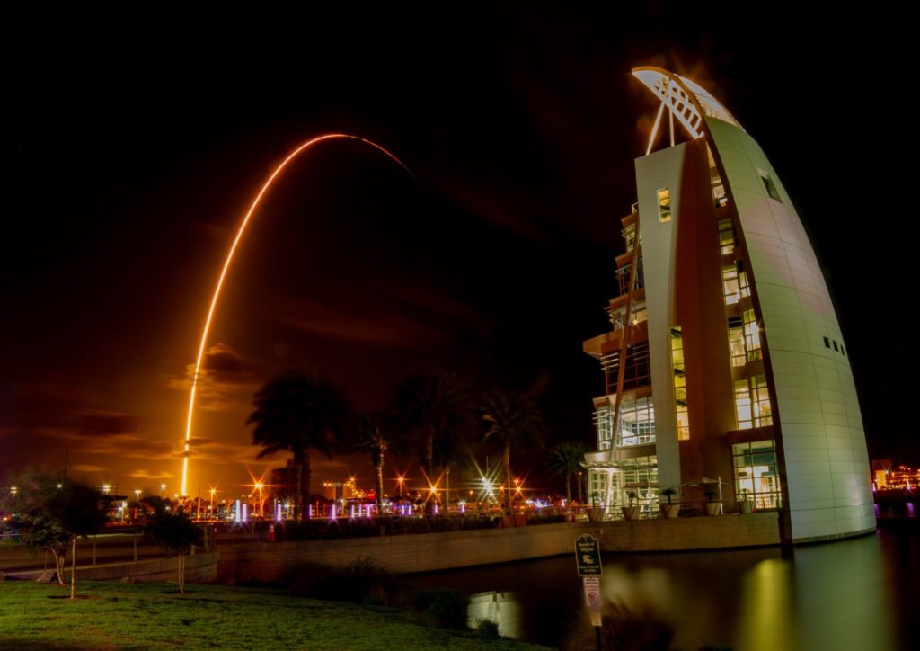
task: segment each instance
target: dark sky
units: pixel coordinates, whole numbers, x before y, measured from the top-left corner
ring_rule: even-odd
[[[902,28],[615,5],[5,6],[0,480],[69,446],[90,481],[178,489],[187,366],[230,238],[272,167],[330,131],[418,182],[338,141],[273,191],[212,331],[190,492],[261,472],[244,422],[288,367],[364,407],[419,367],[539,388],[551,441],[591,443],[603,379],[581,345],[607,329],[656,109],[628,72],[649,64],[764,147],[824,267],[870,454],[920,462]],[[370,482],[354,459],[316,471]]]

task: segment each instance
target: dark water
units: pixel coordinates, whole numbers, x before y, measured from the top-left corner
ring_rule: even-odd
[[[417,575],[419,588],[471,597],[470,621],[558,646],[590,633],[574,554]],[[778,549],[604,557],[604,597],[650,612],[674,631],[673,648],[920,648],[920,533],[883,531]]]

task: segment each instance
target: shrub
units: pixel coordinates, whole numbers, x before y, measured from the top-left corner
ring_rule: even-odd
[[[480,640],[499,639],[499,624],[491,620],[477,620],[476,636]]]
[[[406,591],[399,575],[371,558],[339,567],[302,564],[285,575],[283,583],[296,595],[381,606],[399,605]]]

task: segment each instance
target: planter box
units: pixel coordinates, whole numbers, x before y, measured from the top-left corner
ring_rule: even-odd
[[[600,506],[592,506],[588,509],[588,520],[590,522],[600,522],[604,519],[604,509]]]
[[[623,509],[623,517],[627,520],[638,519],[638,506],[620,506]]]

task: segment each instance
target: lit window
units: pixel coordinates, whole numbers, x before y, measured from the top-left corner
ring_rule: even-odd
[[[738,417],[738,429],[773,424],[766,376],[761,374],[735,382],[735,414]]]
[[[742,314],[744,321],[744,349],[747,351],[747,361],[755,362],[761,358],[760,327],[754,318],[753,309],[745,309]]]
[[[735,382],[735,415],[738,418],[738,429],[751,429],[751,389],[746,379]]]
[[[735,229],[730,219],[719,220],[719,249],[722,255],[728,255],[735,250]]]
[[[734,264],[722,267],[722,286],[725,291],[725,305],[735,305],[742,299],[741,285],[738,283],[738,269]]]
[[[759,168],[757,171],[760,172],[760,180],[764,181],[764,188],[766,190],[766,193],[770,195],[771,199],[782,203],[783,200],[779,198],[779,192],[776,190],[776,184],[773,182],[773,177],[770,176],[770,172],[764,171]]]
[[[781,494],[776,448],[773,440],[731,446],[735,498],[748,499],[758,509],[779,508]]]
[[[729,354],[732,366],[743,366],[747,361],[744,354],[744,328],[741,317],[729,319]]]
[[[655,442],[655,408],[649,398],[620,405],[618,446]]]
[[[680,326],[671,329],[671,364],[674,373],[677,440],[685,441],[690,438],[690,415],[687,412],[687,382],[684,367],[684,335]]]
[[[671,221],[671,190],[668,188],[658,191],[658,220],[662,224]]]

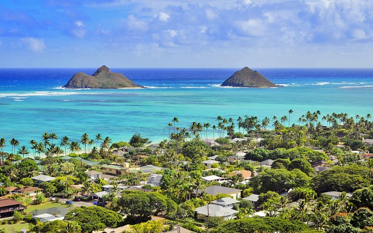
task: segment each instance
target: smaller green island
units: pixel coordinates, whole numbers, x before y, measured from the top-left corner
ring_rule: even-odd
[[[221,86],[237,87],[277,87],[257,71],[247,66],[236,72],[221,84]]]
[[[92,75],[82,72],[75,74],[62,87],[69,89],[145,88],[122,74],[112,73],[106,65],[97,69]]]

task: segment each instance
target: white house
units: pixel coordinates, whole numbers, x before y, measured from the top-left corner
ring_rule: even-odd
[[[212,201],[211,203],[214,205],[220,205],[222,207],[224,207],[224,208],[233,208],[234,204],[239,202],[240,201],[235,200],[232,198],[228,197],[220,198],[219,200]]]
[[[235,218],[236,214],[239,213],[238,211],[231,208],[225,208],[215,204],[207,204],[199,207],[196,208],[195,212],[197,215],[207,217],[222,217],[226,220]]]
[[[202,179],[205,181],[207,183],[209,183],[210,182],[219,182],[222,180],[225,180],[226,179],[226,178],[220,177],[218,176],[213,175],[208,176],[204,176],[202,177]]]
[[[148,178],[148,183],[154,186],[159,186],[160,185],[160,179],[163,175],[159,174],[151,174],[149,178]]]

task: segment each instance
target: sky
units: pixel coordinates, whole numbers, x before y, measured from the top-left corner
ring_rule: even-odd
[[[1,0],[0,67],[372,67],[371,0]]]

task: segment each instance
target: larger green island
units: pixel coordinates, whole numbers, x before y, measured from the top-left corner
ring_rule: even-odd
[[[63,87],[71,89],[144,88],[122,74],[112,73],[106,65],[97,69],[92,75],[82,72],[75,74]]]

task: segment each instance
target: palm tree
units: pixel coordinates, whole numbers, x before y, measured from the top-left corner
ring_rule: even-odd
[[[57,135],[56,135],[56,134],[54,133],[52,133],[51,134],[50,134],[49,135],[49,136],[50,136],[50,138],[51,139],[52,139],[52,142],[51,143],[52,143],[52,144],[53,144],[54,139],[55,139],[56,140],[57,139]]]
[[[290,126],[290,114],[293,112],[293,109],[290,109],[289,110],[289,125],[288,127]]]
[[[200,179],[197,179],[191,184],[191,186],[196,190],[196,198],[198,195],[198,190],[203,189],[206,187],[206,184]]]
[[[30,151],[29,151],[29,149],[28,148],[26,148],[26,146],[22,146],[20,148],[19,148],[18,149],[18,152],[17,153],[18,154],[21,154],[22,157],[23,157],[24,159],[25,159],[25,155],[29,154]]]
[[[80,142],[82,143],[82,144],[83,144],[83,146],[84,147],[84,152],[86,154],[87,154],[87,144],[88,144],[89,141],[89,138],[88,137],[88,134],[84,133],[84,134],[82,135],[82,139],[80,140]]]
[[[4,147],[6,146],[5,142],[5,138],[4,137],[0,138],[0,153],[1,153],[2,161],[4,161]]]
[[[66,156],[66,147],[70,145],[69,139],[69,138],[67,136],[64,136],[62,138],[61,138],[61,143],[60,143],[60,146],[65,148],[65,156]]]
[[[175,116],[172,119],[172,122],[174,123],[174,133],[175,133],[175,122],[179,123],[179,119],[178,119],[177,117]]]
[[[97,145],[99,143],[99,141],[102,140],[101,134],[98,133],[95,136],[95,140],[96,141],[96,148],[98,148]]]

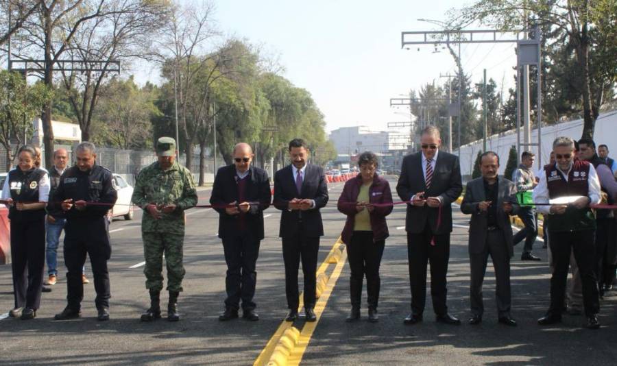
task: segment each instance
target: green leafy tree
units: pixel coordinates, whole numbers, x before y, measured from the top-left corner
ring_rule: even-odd
[[[518,167],[518,165],[517,164],[517,162],[518,161],[517,158],[518,155],[516,147],[513,145],[510,147],[510,151],[508,153],[508,161],[506,162],[506,169],[503,172],[503,176],[506,179],[512,179],[512,173],[514,173],[514,170]]]
[[[26,143],[24,135],[32,134],[32,120],[51,97],[52,93],[42,83],[30,86],[19,73],[0,71],[0,145],[6,151],[7,171],[17,150]],[[14,152],[12,141],[16,143]]]

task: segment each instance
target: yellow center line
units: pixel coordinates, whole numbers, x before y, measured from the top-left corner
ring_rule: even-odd
[[[319,267],[317,269],[317,273],[316,273],[317,276],[319,276],[319,273],[322,273],[325,272],[326,269],[328,269],[328,266],[329,265],[329,263],[328,263],[328,259],[330,258],[330,256],[332,255],[332,254],[336,250],[338,249],[338,248],[339,247],[341,244],[341,238],[339,236],[339,239],[337,239],[337,241],[332,245],[332,249],[330,249],[330,252],[326,256],[326,259],[324,260],[324,262],[321,264],[321,265],[319,265]],[[347,256],[346,256],[346,254],[344,252],[344,251],[343,251],[343,254],[345,256],[345,258],[346,258]],[[344,263],[345,263],[345,260],[343,259],[343,257],[341,255],[341,260],[339,260],[339,263],[337,264],[337,267],[338,267],[339,265],[340,265],[341,263],[344,264]],[[335,271],[336,271],[336,269],[335,269]],[[334,273],[332,273],[332,274],[334,274]],[[336,276],[336,279],[337,279],[337,278],[338,278],[338,275]],[[332,282],[332,287],[334,286],[334,284],[336,283],[336,279],[335,279],[334,282]],[[320,304],[322,304],[322,299],[324,299],[326,302],[328,301],[328,297],[330,296],[330,293],[332,291],[332,289],[330,288],[330,282],[332,282],[332,278],[330,278],[330,280],[328,280],[326,289],[324,291],[324,293],[322,295],[322,297],[319,298],[319,301],[318,301],[317,303],[315,304],[315,315],[317,317],[317,321],[319,321],[319,318],[322,313],[323,312],[323,308],[322,308],[321,310],[319,310],[319,313],[317,313],[318,308],[319,308],[319,306],[321,306]],[[326,295],[326,293],[327,293],[327,295]],[[300,304],[302,304],[304,294],[304,293],[303,291],[300,295],[300,300],[299,301],[300,301]],[[324,306],[325,306],[325,305],[324,305]],[[302,311],[302,305],[300,305],[300,308],[299,311]],[[311,324],[311,323],[306,323],[306,324]],[[312,323],[312,324],[317,324],[317,321]],[[270,359],[270,356],[272,355],[272,353],[274,352],[274,348],[276,347],[276,345],[278,343],[278,341],[280,339],[281,336],[282,336],[282,334],[283,334],[283,333],[285,333],[285,330],[287,330],[289,328],[291,328],[291,326],[293,326],[293,321],[285,321],[285,320],[283,320],[281,322],[280,325],[278,326],[278,328],[274,332],[274,334],[272,335],[271,338],[270,338],[270,339],[268,341],[268,343],[266,343],[266,345],[263,348],[263,350],[261,351],[261,353],[260,353],[259,356],[257,356],[257,358],[255,359],[255,362],[253,363],[253,366],[262,366],[264,365],[267,365],[268,361]],[[304,328],[306,328],[306,325],[305,325]],[[313,332],[311,331],[311,334],[312,333],[313,333]]]
[[[335,267],[332,275],[330,276],[330,280],[328,281],[328,284],[326,286],[326,289],[324,291],[324,293],[322,294],[319,300],[315,304],[315,315],[317,316],[317,320],[315,322],[306,323],[304,324],[302,332],[300,332],[298,344],[295,345],[295,347],[292,350],[289,358],[287,358],[288,366],[300,365],[300,361],[302,361],[302,356],[304,356],[304,352],[306,351],[306,347],[308,347],[308,342],[311,341],[311,337],[313,335],[313,332],[315,331],[317,324],[319,322],[319,319],[322,318],[322,314],[324,313],[324,310],[326,310],[326,305],[328,304],[328,300],[330,298],[330,294],[332,294],[332,291],[337,284],[339,276],[341,276],[341,271],[343,271],[343,267],[345,265],[346,259],[347,252],[343,251],[343,253],[341,254],[341,259],[339,260],[338,263],[337,263],[337,267]]]

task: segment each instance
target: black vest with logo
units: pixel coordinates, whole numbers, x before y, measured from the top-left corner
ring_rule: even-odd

━━━━━━━━

YOUR INSTRUCTIONS - Show each line of the records that contains the string "tree", reproducing every such line in full.

SOLUTION TO THIS EXERCISE -
target: palm tree
target: green leafy tree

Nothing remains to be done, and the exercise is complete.